● DEINE AUFGABE
Für welche Arbeit erhielt Melanie Baxter laut dem Text über Fernsehen und die Integration von Geflüchteten 2018 den Nachwuchspreis MEDIUS?

━━━ VORLIEGENDER TEXT ━━━

Die Integration von Geflüchteten als Aufgabe des Fernsehens

Melanie Baxter

Melanie Baxter wurde 2018 für ihre Masterarbeit Informieren und Integrieren: Die Aufgabe des Kinderfernsehens in der Flüchtlingskrise (Universität Passau, Lehrstuhl für Medienpädagogik) mit dem wissenschaftlichen Nachwuchspreis MEDIUS ausgezeichnet.

Als Leitmedium der 6- bis 12-Jährigen in Deutschland kann das Fernsehen einen bedeutenden Beitrag zur Integration von Flüchtlingen in der Bundesrepublik leisten. Welche Inhalte sich einheimische und geflüchtete Kinder wünschen und welche sie brauchen, um die jeweils andere, fremde Kultur kennen- und verstehen zu lernen, konnte in einer von der Autorin durchgeführten Befragung ermittelt werden.

━━━ ENTNOMMENE DATENSÄTZE ━━━

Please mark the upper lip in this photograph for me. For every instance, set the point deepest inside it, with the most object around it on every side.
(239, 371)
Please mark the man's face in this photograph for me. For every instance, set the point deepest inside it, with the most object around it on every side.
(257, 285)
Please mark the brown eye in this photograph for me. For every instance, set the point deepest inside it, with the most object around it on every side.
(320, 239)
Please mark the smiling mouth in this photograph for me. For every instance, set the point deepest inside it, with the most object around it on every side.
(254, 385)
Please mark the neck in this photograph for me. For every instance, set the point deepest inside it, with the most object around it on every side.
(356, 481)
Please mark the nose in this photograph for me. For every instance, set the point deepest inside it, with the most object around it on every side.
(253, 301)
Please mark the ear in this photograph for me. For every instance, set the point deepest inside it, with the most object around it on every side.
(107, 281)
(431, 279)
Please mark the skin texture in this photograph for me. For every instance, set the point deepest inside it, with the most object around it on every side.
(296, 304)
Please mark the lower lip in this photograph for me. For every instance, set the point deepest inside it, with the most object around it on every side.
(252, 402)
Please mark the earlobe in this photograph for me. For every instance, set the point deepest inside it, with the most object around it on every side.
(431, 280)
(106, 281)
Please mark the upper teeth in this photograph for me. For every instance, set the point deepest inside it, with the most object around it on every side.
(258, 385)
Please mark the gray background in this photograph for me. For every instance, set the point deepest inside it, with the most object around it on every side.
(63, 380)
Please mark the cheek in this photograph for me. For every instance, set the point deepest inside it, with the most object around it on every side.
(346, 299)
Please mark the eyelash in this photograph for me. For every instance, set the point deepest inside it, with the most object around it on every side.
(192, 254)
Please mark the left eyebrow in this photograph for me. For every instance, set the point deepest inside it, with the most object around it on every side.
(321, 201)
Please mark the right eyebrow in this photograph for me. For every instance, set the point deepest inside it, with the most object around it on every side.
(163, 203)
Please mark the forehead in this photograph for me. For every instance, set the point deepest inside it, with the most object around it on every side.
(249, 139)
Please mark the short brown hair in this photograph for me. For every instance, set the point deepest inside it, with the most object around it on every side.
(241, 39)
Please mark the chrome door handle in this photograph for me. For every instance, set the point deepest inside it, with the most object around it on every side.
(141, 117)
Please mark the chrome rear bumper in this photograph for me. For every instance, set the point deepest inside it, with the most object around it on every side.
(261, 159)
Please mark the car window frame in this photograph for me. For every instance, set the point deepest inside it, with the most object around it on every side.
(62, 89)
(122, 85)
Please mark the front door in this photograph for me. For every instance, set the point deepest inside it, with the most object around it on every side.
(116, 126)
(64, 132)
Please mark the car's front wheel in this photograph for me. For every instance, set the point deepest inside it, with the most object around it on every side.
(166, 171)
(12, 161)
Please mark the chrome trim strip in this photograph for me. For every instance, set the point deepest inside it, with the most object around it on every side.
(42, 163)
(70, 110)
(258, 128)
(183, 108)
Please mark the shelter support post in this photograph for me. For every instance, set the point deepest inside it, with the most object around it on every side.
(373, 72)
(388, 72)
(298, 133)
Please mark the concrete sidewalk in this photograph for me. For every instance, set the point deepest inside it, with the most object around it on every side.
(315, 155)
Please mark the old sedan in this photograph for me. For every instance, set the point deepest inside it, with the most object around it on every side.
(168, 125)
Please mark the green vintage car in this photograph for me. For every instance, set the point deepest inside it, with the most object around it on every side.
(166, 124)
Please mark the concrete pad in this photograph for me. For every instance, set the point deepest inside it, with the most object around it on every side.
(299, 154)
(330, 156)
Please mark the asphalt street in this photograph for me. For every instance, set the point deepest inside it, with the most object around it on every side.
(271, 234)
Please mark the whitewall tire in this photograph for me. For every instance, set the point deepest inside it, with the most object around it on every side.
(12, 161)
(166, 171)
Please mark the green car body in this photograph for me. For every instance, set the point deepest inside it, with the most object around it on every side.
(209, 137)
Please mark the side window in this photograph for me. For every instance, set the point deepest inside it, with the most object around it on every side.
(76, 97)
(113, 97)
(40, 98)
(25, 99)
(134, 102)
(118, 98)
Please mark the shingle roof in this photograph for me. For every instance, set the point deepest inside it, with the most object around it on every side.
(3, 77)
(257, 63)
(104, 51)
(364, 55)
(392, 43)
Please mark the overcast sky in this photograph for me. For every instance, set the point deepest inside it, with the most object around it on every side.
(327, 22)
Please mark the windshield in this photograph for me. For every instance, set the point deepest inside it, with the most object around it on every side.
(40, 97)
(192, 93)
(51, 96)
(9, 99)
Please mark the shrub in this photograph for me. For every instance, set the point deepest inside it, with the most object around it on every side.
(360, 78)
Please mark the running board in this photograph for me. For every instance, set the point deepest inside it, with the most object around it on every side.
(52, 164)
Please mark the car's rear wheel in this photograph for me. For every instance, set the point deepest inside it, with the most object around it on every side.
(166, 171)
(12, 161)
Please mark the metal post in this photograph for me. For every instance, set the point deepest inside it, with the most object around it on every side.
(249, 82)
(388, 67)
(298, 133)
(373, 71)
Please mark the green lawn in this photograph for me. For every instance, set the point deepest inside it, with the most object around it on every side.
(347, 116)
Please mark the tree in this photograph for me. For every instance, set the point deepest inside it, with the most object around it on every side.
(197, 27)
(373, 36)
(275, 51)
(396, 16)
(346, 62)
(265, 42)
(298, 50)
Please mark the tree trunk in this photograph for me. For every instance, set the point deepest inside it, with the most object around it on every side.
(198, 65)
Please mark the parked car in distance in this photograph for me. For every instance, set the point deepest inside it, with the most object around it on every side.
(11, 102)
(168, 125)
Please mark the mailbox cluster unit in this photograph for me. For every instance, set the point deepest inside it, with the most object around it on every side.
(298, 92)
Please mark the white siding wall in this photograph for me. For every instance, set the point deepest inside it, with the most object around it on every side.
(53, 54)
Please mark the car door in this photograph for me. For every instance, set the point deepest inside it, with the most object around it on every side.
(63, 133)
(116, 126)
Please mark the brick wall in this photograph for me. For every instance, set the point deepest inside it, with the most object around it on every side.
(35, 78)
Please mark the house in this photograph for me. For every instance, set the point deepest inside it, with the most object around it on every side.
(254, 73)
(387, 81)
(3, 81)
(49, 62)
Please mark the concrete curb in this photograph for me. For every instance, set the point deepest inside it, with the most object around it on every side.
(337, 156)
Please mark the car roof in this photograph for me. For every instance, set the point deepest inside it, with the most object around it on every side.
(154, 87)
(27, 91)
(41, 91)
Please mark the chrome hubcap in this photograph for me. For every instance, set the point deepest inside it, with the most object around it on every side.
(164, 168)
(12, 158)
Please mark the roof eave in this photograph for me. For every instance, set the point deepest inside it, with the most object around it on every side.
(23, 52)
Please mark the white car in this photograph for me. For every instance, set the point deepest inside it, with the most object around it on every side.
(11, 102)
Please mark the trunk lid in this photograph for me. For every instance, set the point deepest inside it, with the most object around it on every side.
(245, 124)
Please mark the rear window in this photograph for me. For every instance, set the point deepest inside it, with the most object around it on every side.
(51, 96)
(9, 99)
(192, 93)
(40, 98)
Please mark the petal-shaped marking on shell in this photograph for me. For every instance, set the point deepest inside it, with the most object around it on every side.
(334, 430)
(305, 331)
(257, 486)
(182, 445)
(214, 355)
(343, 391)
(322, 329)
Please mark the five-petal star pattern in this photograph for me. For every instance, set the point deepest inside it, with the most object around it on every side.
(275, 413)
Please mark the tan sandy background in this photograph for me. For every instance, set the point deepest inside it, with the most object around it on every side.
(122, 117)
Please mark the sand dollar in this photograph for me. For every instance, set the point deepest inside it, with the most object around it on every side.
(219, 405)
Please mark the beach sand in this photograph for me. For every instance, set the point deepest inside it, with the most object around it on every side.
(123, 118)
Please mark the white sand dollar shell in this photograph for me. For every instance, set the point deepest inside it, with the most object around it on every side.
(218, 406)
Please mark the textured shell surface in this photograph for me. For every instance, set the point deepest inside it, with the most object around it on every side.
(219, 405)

━━━

● ANTWORT
Für ihre Masterarbeit „Informieren und Integrieren: Die Aufgabe des Kinderfernsehens in der Flüchtlingskrise“ an der Universität Passau, Lehrstuhl für Medienpädagogik.